*TASK ITEM:* Word for word, return the entries listed below.

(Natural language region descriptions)
----------

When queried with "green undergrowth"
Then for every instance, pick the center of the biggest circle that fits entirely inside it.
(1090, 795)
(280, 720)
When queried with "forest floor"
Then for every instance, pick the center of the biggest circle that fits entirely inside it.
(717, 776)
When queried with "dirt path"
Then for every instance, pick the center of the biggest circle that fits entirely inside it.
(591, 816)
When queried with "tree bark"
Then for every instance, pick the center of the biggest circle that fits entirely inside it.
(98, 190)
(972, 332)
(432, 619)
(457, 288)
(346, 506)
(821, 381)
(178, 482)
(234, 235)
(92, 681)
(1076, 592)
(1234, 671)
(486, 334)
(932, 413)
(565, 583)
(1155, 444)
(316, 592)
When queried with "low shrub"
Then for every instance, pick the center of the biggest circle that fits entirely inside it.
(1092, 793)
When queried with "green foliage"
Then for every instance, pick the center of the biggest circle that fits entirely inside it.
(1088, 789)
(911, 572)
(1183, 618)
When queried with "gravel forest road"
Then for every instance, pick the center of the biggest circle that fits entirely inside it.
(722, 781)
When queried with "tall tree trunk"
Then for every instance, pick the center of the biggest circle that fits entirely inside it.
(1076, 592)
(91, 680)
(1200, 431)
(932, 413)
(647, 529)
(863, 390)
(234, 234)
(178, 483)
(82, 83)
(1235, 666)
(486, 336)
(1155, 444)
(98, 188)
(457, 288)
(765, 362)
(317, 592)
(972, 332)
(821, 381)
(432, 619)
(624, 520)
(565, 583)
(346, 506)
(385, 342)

----------

*RESULT OF THE EXERCISE:*
When queried with "green undergrowth"
Then for every instance, pick the center of the biggest circle that fits entirely inside it.
(1090, 795)
(280, 720)
When queried with "forest floor"
Then for every instance, pick the center of the biggest circle that fits entirely inside it.
(717, 776)
When queried with "dirt path"
Then for every instance, pick the center of the biggest circle that fits entirely inside it.
(591, 816)
When queried with "tree bark"
Then for every instance, pick the center of the biggest circle that fits entirely inside it.
(98, 190)
(972, 332)
(432, 619)
(457, 288)
(346, 506)
(821, 381)
(178, 482)
(234, 235)
(92, 681)
(1076, 592)
(1234, 671)
(486, 334)
(932, 413)
(565, 583)
(1155, 444)
(316, 592)
When queried with "low shrub"
Then for every instance, pick the center of the biggest circle that fits entirely inside it.
(1092, 793)
When queried with "green foliage"
Then for every instance, pick the center of the biggest circle that fits entirely inside it.
(1088, 789)
(911, 572)
(1183, 618)
When queried with "gravel forest road"
Then for every instance, pick the center of the biggest circle that fits entirely inside it.
(722, 781)
When queried with "tall tree trunk"
Then for every instance, pick the center of the biggest circle that fits entirely inside it.
(1076, 592)
(91, 680)
(1200, 431)
(932, 413)
(647, 529)
(863, 390)
(234, 234)
(178, 483)
(82, 83)
(1235, 666)
(486, 336)
(1155, 444)
(98, 188)
(457, 288)
(765, 362)
(317, 592)
(972, 332)
(821, 381)
(432, 619)
(624, 520)
(565, 583)
(346, 506)
(385, 342)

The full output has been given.